LISTING start

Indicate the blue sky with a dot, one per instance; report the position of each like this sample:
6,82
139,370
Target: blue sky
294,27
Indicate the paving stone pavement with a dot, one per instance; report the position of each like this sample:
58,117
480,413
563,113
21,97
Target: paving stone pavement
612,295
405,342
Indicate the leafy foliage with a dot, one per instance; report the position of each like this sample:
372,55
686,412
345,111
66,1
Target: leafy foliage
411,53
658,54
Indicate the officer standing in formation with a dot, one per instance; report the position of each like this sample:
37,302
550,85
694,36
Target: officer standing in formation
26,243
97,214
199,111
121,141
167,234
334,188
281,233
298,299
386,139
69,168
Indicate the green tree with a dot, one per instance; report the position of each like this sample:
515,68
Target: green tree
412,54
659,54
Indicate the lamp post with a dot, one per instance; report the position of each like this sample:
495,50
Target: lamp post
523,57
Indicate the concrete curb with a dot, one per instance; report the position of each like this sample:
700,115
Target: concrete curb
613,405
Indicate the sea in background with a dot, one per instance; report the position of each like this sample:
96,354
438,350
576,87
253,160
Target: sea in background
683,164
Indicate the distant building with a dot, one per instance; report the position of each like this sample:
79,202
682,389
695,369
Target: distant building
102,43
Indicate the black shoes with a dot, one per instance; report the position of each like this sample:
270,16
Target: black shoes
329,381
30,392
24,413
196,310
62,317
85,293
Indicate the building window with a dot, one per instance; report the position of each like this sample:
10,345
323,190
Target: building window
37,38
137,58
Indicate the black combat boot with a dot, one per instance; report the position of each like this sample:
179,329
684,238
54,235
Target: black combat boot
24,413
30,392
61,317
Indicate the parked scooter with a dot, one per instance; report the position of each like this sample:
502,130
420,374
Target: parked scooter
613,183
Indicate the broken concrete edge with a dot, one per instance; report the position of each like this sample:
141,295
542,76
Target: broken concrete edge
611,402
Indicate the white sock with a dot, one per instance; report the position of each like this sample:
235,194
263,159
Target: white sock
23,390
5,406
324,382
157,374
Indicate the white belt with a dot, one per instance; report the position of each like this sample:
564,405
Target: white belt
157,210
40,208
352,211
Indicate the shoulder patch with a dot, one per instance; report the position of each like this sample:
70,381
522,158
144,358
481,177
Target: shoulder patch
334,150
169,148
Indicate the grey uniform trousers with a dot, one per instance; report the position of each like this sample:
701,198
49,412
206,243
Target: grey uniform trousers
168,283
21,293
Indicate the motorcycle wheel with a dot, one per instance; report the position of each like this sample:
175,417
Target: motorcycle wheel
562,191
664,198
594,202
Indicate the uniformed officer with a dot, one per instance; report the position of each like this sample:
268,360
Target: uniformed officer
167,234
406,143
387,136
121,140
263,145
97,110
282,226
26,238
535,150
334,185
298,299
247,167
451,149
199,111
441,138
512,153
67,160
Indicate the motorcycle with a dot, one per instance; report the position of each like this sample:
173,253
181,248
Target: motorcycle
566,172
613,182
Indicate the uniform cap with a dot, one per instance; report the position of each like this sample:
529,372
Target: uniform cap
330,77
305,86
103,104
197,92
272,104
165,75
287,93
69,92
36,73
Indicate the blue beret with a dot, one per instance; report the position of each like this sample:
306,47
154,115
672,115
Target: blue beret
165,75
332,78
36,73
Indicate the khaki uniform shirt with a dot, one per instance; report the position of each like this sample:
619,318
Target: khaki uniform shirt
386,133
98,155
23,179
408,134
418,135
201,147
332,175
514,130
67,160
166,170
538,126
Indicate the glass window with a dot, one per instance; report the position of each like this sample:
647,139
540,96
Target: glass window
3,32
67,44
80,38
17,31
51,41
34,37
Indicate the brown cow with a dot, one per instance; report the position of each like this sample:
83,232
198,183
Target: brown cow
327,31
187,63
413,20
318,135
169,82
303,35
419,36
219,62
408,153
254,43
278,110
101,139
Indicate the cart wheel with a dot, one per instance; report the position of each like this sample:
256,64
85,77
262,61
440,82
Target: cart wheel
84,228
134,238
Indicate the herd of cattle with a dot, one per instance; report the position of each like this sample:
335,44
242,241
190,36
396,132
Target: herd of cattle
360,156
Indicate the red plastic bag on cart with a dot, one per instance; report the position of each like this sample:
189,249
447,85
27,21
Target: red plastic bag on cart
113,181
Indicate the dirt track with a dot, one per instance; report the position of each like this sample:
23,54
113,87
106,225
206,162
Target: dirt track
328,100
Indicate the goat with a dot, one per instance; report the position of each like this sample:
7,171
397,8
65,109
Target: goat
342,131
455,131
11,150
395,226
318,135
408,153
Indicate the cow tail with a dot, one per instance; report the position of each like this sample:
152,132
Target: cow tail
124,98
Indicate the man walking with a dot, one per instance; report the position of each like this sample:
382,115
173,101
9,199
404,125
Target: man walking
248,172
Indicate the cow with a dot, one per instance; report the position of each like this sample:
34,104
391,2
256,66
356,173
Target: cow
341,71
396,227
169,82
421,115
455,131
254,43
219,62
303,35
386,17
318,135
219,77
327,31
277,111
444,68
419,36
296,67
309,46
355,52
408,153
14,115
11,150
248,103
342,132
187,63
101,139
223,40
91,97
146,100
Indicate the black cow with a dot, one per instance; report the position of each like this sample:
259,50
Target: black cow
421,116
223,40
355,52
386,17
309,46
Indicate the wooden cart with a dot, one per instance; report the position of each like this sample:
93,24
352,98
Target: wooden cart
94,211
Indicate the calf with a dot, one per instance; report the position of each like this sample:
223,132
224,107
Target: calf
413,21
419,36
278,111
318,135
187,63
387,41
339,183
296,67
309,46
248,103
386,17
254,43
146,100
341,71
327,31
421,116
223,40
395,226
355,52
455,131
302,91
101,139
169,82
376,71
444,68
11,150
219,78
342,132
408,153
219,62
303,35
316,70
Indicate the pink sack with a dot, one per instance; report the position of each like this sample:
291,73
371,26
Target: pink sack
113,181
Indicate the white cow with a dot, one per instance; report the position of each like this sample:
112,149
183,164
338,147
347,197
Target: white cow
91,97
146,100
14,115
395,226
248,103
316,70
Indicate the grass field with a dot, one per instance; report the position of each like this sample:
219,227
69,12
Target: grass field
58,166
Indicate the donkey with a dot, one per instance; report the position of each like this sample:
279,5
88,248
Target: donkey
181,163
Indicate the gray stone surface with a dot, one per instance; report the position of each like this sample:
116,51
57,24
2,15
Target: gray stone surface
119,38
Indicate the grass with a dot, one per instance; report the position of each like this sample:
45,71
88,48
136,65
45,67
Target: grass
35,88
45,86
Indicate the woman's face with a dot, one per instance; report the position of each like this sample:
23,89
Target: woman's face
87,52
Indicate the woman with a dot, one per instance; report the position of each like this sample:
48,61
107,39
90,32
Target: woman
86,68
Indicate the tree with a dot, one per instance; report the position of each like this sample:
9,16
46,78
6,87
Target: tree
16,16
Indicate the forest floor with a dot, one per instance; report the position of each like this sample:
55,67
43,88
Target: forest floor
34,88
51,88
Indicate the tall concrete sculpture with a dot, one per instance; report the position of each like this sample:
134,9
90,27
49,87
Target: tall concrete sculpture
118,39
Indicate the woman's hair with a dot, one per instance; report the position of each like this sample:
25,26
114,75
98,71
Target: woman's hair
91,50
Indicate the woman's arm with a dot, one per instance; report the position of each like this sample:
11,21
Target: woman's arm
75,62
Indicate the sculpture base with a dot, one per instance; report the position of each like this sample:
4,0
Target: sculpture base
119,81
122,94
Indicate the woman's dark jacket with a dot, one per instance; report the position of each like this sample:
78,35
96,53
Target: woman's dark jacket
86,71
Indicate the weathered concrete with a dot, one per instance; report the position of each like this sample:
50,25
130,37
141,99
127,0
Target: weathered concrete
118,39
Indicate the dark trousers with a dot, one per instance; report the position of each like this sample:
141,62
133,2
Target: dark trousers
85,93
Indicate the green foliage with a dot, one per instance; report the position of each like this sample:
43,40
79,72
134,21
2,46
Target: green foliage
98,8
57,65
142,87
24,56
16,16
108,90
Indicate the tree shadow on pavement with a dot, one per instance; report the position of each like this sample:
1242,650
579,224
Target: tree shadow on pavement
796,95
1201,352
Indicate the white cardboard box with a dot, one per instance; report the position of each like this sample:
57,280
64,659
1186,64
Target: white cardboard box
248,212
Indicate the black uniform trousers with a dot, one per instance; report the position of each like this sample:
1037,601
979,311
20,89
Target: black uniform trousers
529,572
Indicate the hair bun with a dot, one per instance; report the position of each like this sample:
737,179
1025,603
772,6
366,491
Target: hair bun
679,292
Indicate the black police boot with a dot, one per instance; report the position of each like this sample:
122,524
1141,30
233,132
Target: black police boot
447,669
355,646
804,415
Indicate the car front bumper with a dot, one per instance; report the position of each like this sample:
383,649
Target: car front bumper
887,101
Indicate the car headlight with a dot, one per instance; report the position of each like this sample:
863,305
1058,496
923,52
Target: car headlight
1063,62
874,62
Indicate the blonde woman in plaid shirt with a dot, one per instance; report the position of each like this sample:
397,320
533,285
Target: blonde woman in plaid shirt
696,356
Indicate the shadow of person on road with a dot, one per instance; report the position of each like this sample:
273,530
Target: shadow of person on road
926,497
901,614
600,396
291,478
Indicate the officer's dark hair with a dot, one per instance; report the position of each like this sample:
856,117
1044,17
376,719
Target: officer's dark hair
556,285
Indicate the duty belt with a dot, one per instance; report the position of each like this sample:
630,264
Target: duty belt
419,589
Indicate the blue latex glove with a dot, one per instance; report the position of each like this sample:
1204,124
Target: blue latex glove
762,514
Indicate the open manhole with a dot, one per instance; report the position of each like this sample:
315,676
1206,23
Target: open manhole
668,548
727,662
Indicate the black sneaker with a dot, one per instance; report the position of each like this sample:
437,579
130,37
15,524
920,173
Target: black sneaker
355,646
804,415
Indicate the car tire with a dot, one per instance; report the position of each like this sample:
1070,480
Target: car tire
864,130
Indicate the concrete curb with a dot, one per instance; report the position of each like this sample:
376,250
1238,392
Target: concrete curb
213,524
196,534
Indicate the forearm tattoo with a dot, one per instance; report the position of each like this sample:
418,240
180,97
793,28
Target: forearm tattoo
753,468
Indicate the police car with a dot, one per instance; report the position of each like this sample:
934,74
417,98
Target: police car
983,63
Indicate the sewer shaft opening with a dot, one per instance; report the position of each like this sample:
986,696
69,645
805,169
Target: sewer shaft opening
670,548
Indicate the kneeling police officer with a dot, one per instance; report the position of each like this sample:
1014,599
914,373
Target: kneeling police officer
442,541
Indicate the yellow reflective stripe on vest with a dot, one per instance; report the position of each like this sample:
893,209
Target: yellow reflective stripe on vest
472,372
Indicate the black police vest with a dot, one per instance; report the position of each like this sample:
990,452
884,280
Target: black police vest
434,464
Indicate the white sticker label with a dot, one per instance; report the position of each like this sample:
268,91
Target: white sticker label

LISTING end

▶ AIM OF THE TASK: Please extract exactly, and only, the lines from the line containing "Indicate the kneeling" through the last line of the records.

▶ TASK ANSWER:
Indicate the kneeling police officer with a dot, one per instance; report the position of each like this sample:
1014,599
914,373
Target: kneeling police officer
442,541
Indicate the yellow reflective stripe on vest with a dot, one per instance; report the position of each like this sample:
893,209
Target: yellow reflective stripe on vest
472,372
Indicate the black police vest with a dot, one per instance; report the position of each like this sample:
990,452
884,280
Target: black police vest
434,464
Indicate the white sticker label with a dot, one per instance; report the position of each like this sample:
268,91
Target: white sticker label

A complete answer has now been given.